■ TEXTABSCHNITT
/---

Nach Schobingers Tod und einem Verfahren wegen der Mitnahme der Bücher aus der Stadtbibliothek Sankt Gallen wechselte Goldast nach Frankfurt am Main, wo er 1607 mit den ersten beiden Bänden der Constitutiones Imperialium sein größtes Editionsprojekt begann, in dessen Rahmen Gesetze von den ältesten germanischen Zeit bis zur Gegenwart zum Abdruck gelangten, darunter auch die Goldene Bulle und der Augsburger Religionsfriede. Ein Lohn in Geld für die systematische Sammlungs- und Erläuterungsarbeit blieb freilich aus. Erst 1615 endete mit der Ernennung zum Rat des Grafen Ernst von Schaumburg die wirtschaftliche Not Goldasts und damit zugleich auch die Zeit seiner größten editorischen Produktivität.

 

In der Folge konzentriert sich die Verfasserin auf die Monarchia Sancti Romani Imperii aus den Jahren 1612-1614. Ihre Texte sollten nach Goldasts Absicht die Stellung des Kaisers stärken und die Sache der Protestanten stützen und damit Papst und Kardinäle schwächen. Dabei beutete der Herausgeber trotz gegenteiliger Beteuerungen in den meisten Fällen ältere Drucke einfach aus, so dass der größte Wert des Werkes in der Verschmelzung zu einem unübertroffenen Kompendium über das Verhältnis von geistlicher und weltlicher Macht besteht.

\---

■ ERFASSTE ANGABEN

/---

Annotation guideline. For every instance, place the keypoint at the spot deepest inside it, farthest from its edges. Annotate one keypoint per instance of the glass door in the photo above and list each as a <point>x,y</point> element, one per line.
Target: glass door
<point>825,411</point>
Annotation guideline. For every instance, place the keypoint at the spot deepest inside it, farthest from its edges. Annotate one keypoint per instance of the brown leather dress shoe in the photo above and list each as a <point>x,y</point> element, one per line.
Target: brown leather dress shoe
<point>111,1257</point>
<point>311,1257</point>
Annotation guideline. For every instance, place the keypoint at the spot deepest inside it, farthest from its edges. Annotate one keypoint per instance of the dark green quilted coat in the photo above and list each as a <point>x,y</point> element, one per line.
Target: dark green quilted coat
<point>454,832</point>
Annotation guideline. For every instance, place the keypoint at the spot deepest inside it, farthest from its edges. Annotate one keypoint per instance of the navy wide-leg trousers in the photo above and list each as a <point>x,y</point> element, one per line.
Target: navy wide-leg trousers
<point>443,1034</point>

\---
/---

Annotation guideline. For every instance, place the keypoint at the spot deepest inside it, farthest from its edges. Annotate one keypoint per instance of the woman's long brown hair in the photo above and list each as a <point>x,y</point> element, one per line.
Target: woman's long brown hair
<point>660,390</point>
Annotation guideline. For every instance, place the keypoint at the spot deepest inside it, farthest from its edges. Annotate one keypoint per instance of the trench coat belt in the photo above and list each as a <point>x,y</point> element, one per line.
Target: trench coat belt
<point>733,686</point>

\---
/---

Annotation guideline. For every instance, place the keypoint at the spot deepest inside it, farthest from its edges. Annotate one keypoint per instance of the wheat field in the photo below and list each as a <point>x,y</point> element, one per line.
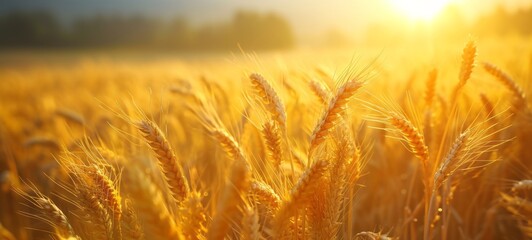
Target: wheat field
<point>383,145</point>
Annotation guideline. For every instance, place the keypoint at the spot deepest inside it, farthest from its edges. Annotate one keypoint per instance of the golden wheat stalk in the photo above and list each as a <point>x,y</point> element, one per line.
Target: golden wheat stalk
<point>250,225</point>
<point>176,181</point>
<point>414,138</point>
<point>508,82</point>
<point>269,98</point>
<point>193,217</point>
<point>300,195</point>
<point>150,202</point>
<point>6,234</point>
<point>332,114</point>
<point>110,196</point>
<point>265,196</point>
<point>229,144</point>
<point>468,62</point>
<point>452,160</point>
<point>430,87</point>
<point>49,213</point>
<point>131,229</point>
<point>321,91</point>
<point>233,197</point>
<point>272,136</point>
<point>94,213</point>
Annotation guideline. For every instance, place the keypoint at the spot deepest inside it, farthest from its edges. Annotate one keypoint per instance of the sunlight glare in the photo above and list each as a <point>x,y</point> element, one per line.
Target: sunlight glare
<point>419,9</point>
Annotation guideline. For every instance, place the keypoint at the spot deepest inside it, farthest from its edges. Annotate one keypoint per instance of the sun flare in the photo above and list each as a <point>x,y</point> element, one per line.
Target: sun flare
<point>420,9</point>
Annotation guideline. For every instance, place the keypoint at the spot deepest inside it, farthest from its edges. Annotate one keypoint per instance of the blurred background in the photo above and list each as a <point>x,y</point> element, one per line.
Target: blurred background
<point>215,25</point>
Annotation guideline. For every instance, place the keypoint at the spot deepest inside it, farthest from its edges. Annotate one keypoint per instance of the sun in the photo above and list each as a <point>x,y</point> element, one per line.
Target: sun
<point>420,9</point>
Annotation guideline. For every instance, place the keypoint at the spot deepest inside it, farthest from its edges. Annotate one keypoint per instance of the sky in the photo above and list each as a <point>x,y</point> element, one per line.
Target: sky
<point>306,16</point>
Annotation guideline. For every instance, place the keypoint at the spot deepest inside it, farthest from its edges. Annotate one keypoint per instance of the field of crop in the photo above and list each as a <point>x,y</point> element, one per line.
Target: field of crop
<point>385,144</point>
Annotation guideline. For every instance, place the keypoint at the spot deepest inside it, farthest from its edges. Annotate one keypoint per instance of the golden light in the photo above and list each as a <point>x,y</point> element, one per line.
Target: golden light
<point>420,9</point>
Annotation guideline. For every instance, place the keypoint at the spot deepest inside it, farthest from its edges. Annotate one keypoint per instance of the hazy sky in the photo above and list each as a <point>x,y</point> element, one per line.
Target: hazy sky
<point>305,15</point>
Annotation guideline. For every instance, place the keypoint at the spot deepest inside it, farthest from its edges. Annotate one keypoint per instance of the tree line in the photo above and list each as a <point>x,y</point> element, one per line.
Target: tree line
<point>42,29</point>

\---

■ GESTELLTE AUFGABE 1
Fasse im Abschnitt über Goldast den Absatz, der mit „In der Folge konzentriert sich“ beginnt, als Stichpunktliste zusammen und behalte dabei seine wesentlichen Fakten bei.
■ GESTELLTE AUFGABE 2
Gib aus dem Abschnitt über Goldast den Wortlaut von „In der Folge“ bis „weltlicher Macht besteht.“ unverändert wieder.
Die Zeilen werden hier nicht gebraucht.

■ SCHRIFTLICHE ANTWORT 1
- Die Verfasserin konzentriert sich danach auf die Monarchia Sancti Romani Imperii aus den Jahren 1612–1614.
- Goldast wollte mit den Texten die Stellung des Kaisers stärken und die Sache der Protestanten stützen, um so Papst und Kardinäle zu schwächen.
- Trotz gegenteiliger Beteuerungen nutzte der Herausgeber meist einfach ältere Drucke aus.
- Der größte Wert des Werkes liegt daher in der Verschmelzung zu einem unübertroffenen Kompendium über das Verhältnis von geistlicher und weltlicher Macht.

■ SCHRIFTLICHE ANTWORT 2
In der Folge konzentriert sich die Verfasserin auf die Monarchia Sancti Romani Imperii aus den Jahren 1612-1614. Ihre Texte sollten nach Goldasts Absicht die Stellung des Kaisers stärken und die Sache der Protestanten stützen und damit Papst und Kardinäle schwächen. Dabei beutete der Herausgeber trotz gegenteiliger Beteuerungen in den meisten Fällen ältere Drucke einfach aus, so dass der größte Wert des Werkes in der Verschmelzung zu einem unübertroffenen Kompendium über das Verhältnis von geistlicher und weltlicher Macht besteht.